▼▼▼

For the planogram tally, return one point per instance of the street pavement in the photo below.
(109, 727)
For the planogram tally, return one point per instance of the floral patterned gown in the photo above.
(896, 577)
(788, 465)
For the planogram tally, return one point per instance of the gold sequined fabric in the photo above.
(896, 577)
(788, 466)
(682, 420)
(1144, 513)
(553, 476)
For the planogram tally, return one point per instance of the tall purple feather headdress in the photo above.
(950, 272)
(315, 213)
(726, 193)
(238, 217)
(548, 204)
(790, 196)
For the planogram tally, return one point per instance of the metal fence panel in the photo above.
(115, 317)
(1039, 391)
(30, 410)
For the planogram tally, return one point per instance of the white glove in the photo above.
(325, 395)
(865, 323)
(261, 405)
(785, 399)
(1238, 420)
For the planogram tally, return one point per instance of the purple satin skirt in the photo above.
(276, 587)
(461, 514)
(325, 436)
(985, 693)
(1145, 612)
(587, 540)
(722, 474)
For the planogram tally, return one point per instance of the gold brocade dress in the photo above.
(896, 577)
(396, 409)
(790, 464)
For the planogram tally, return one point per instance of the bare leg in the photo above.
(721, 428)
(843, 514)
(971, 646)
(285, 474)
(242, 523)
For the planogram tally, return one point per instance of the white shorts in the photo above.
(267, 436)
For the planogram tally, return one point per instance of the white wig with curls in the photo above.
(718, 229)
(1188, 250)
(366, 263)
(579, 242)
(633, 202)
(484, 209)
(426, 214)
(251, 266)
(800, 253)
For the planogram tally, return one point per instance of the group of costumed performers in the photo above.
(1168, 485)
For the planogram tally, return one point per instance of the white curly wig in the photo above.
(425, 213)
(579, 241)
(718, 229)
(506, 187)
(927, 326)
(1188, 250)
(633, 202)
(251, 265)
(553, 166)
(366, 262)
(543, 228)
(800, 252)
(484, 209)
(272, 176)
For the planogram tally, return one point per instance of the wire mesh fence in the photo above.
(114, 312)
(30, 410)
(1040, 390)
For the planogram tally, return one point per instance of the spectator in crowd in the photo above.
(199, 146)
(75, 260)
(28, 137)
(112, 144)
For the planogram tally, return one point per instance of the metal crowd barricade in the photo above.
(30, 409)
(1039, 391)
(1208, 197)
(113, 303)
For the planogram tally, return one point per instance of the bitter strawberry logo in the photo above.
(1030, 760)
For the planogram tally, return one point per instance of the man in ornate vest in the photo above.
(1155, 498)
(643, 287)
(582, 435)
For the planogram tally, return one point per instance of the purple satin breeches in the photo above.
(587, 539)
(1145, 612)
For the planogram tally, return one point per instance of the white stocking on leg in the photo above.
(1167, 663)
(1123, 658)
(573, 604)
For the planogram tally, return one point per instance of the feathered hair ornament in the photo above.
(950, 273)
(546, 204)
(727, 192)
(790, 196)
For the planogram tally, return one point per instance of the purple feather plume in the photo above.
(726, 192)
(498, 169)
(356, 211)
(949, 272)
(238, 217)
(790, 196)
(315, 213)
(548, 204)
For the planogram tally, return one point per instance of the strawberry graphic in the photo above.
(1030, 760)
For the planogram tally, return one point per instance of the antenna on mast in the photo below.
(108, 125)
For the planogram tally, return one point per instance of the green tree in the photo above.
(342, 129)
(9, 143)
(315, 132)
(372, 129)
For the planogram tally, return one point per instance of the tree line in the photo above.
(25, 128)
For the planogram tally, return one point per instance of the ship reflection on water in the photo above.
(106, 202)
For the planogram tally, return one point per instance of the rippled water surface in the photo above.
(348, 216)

▲▲▲

> _Task details_: Revise the rows from the line containing "surface in the photo above." through the end of the rows, changing "rippled" to "choppy" and leaving everything else as it is. Give back only those lines.

> _Complete answer_:
For the planogram tally, return one point per instance of the choppy water surface in the photo above.
(348, 216)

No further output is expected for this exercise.